#### Given request:
Rewrite all the rows below, swapping every "Quickstart" for "Getting started" and keeping everything else the same. Do not include the pictures in your answer.

#### Extracted entries:

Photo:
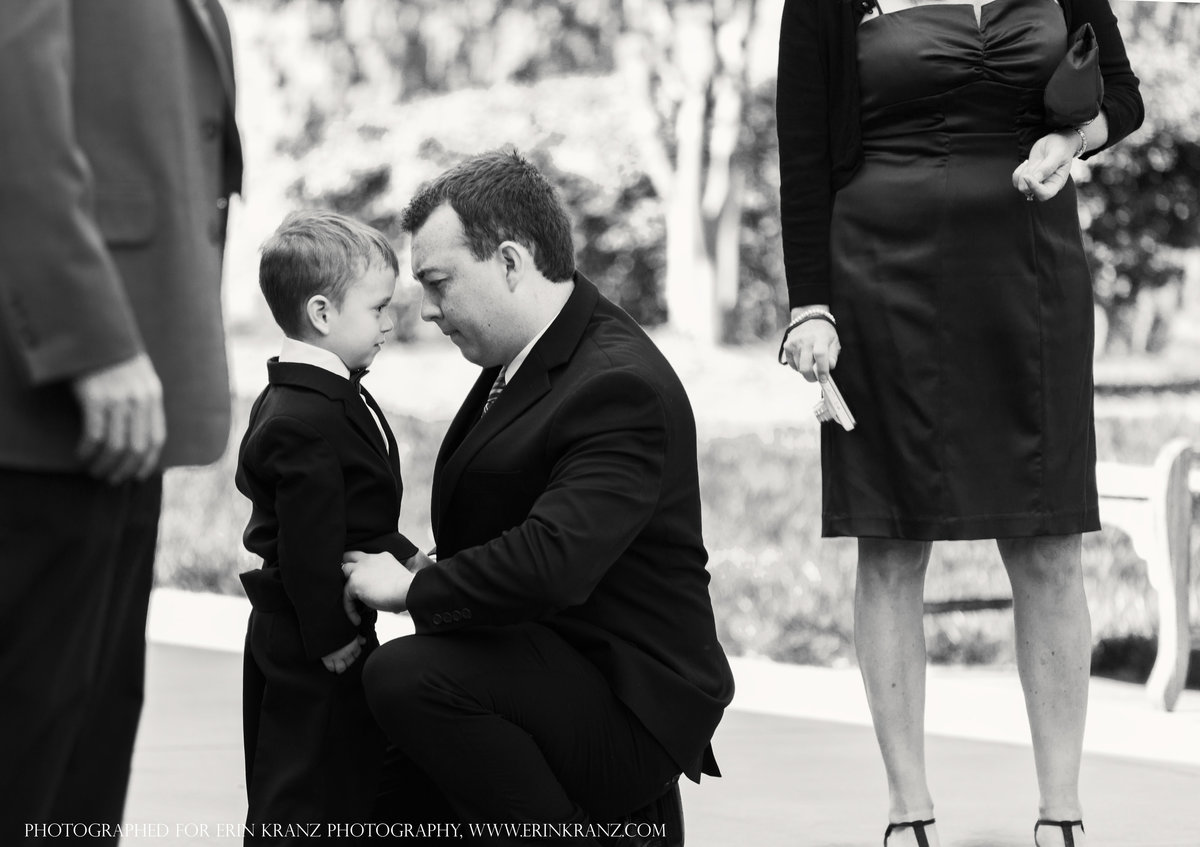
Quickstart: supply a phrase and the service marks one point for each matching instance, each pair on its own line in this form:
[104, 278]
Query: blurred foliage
[778, 589]
[359, 85]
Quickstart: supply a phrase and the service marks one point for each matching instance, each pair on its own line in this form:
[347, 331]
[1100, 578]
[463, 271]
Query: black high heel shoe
[917, 827]
[1067, 827]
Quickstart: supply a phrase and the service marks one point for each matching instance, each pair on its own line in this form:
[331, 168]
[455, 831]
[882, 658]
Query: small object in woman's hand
[833, 404]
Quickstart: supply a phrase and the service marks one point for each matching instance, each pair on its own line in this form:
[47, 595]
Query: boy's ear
[317, 311]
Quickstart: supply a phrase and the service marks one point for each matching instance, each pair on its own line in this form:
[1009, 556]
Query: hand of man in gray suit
[124, 425]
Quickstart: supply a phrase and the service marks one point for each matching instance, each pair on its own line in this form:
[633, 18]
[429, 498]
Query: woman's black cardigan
[817, 119]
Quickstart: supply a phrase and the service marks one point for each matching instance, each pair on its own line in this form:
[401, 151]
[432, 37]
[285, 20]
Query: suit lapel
[469, 433]
[335, 388]
[211, 20]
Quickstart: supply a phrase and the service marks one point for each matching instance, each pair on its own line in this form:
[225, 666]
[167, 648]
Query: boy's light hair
[317, 252]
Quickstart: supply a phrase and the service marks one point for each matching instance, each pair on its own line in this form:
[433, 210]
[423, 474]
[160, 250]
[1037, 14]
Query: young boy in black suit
[319, 464]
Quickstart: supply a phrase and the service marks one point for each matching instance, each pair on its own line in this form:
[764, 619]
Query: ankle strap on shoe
[1068, 838]
[918, 829]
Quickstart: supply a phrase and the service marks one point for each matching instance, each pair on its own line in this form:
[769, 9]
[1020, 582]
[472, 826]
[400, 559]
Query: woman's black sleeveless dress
[964, 311]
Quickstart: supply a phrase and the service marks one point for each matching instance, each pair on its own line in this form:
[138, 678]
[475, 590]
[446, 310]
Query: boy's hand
[340, 660]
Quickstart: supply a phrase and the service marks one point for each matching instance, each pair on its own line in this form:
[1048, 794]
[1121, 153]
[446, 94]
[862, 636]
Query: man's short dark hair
[501, 196]
[317, 252]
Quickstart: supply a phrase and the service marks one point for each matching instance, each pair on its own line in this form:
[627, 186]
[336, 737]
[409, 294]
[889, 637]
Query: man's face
[465, 296]
[360, 325]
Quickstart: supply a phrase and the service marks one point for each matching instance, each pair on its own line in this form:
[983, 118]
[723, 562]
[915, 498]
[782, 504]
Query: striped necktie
[495, 394]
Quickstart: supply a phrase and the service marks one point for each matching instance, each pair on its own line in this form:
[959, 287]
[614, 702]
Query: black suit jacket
[575, 502]
[119, 152]
[313, 466]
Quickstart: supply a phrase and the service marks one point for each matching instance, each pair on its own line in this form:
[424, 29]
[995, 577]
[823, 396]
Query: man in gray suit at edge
[118, 155]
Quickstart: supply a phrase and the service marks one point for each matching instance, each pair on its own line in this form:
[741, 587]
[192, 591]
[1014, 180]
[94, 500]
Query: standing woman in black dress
[935, 265]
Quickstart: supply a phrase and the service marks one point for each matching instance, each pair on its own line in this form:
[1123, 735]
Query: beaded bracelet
[1083, 137]
[808, 314]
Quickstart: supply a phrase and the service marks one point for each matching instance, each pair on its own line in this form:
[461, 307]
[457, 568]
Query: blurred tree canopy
[647, 115]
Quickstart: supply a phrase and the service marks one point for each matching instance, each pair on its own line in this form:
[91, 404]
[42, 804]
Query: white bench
[1153, 506]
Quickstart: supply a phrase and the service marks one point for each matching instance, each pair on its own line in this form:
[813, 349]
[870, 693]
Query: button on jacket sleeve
[61, 302]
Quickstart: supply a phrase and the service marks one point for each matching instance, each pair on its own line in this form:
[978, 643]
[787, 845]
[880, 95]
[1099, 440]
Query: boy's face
[359, 328]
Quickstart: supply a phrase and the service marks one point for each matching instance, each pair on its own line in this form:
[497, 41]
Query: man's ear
[516, 260]
[318, 311]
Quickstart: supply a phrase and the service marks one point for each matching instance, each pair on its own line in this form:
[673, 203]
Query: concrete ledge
[975, 703]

#### Exercise response:
Photo:
Getting started: supply a phrase and the service marks one point for each matching instance, each pair on its own line in this form:
[104, 278]
Query: blurred foliage
[778, 589]
[359, 85]
Getting started: supply a phrase and the service marks one point for each matching instance, each pair on its own line in this form:
[347, 331]
[1100, 578]
[463, 271]
Query: black high heel shoe
[917, 827]
[1067, 827]
Getting started: supply a phrase and the service marks one point for each matching instance, each pair on its own line in this form:
[331, 168]
[455, 831]
[882, 658]
Query: small object in woman's hand
[833, 404]
Getting started: supply a phrase and the service marks one point for each matching instance, each pair on its own line in this form:
[47, 595]
Query: boy's ear
[317, 311]
Getting started: supply a phrase and the service marks one point for each matching instance, each pair on its own line in this form:
[1009, 556]
Query: hand of man in gray suit
[124, 425]
Getting started: supply a phrase and the service marks one point for each matching instance, each pair on its own line in this form:
[633, 18]
[429, 498]
Query: woman's black cardigan
[817, 119]
Getting started: supply a phrase and the service marks one point for each matching instance, each pair on its own line in this form:
[401, 151]
[432, 37]
[285, 20]
Query: suit lapel
[469, 433]
[335, 388]
[211, 20]
Getting started: supply a phrase and the service marks one point for each matching instance, each pair on its own line in this form:
[225, 666]
[167, 648]
Query: boy's light hair
[317, 252]
Getting started: supply a phrase and the service marks one point for each matching instance, each pair on its own line in this form:
[433, 210]
[423, 474]
[160, 250]
[1037, 14]
Query: young boy in black suit
[319, 464]
Getting started: supply a phrase and the service marks one point for each matching instance, each pair on its own line in this form:
[764, 619]
Query: ankle strap on shoe
[1068, 838]
[918, 829]
Getting started: supply a phrase and the service marks one point for each matching instance, each pair on its own line in this form:
[769, 9]
[1020, 582]
[472, 826]
[400, 559]
Query: woman's black sleeveless dress
[964, 311]
Getting started: supply a phrase and the service marks one point for each matching instance, each pair on its own line in this form:
[138, 678]
[475, 590]
[446, 310]
Query: boy's hand
[340, 660]
Getting started: supply a phrase and the service marks one point for each matching instance, each pair on its own line in this form:
[1048, 794]
[1121, 153]
[446, 94]
[862, 636]
Query: man's short dark hair
[501, 196]
[317, 252]
Getting started: supply a phrase and the service marks one point for each matching instance, each pair on its own line in this form:
[627, 186]
[336, 737]
[409, 294]
[889, 637]
Query: man's face
[465, 296]
[360, 325]
Getting started: supply a phrase and the service marks one point for each matching instance, each pair on its own line in this form:
[983, 118]
[723, 562]
[915, 498]
[782, 504]
Query: striped necktie
[495, 394]
Getting started: supply a phrase and the service marks one point for each matching instance, each pair on its own line in this form:
[959, 287]
[614, 702]
Query: black suit jacket
[575, 502]
[119, 152]
[313, 466]
Getting started: supply a phrase and the service marks one point for each matching instance, each pair on its own line in this form:
[424, 29]
[995, 577]
[823, 396]
Query: man in gray suit at edge
[118, 155]
Getting started: supply a phrase and the service marks one point for each matching instance, each pair on its own line in this form:
[741, 587]
[192, 591]
[1014, 180]
[94, 500]
Query: standing woman in black dress
[935, 265]
Getting started: supply a phrase and the service marks one point for each matching instance, each pair on its own line in this form:
[1123, 735]
Query: beaded bracelet
[1083, 137]
[808, 314]
Getting started: supply a phrase and the service marks one point for each matching instance, each pair on its own line in this form:
[461, 307]
[457, 568]
Query: blurred tree canopy
[647, 115]
Getting started: supply a phrase and the service marks one point for each matching instance, each pair on its own line in this form:
[91, 404]
[42, 804]
Query: white bench
[1153, 506]
Getting started: supply a phrase and the service marks one point for each matching instance, each pair on its own line in this form:
[813, 349]
[870, 693]
Query: button on jacket sleeve
[61, 302]
Getting started: supply a phrase and the service marks one point for each matching instance, each pair on its own line in this form:
[978, 643]
[787, 845]
[880, 95]
[1099, 440]
Query: boy's face
[359, 328]
Getting started: supply a phrase and the service marks one point for each matching instance, each pair on its own line in this form:
[497, 41]
Query: man's ear
[516, 260]
[318, 311]
Getting started: supply a phrase and the service marks one point for each matching instance, each pair on its own line in this form:
[673, 203]
Query: concrete ledge
[975, 703]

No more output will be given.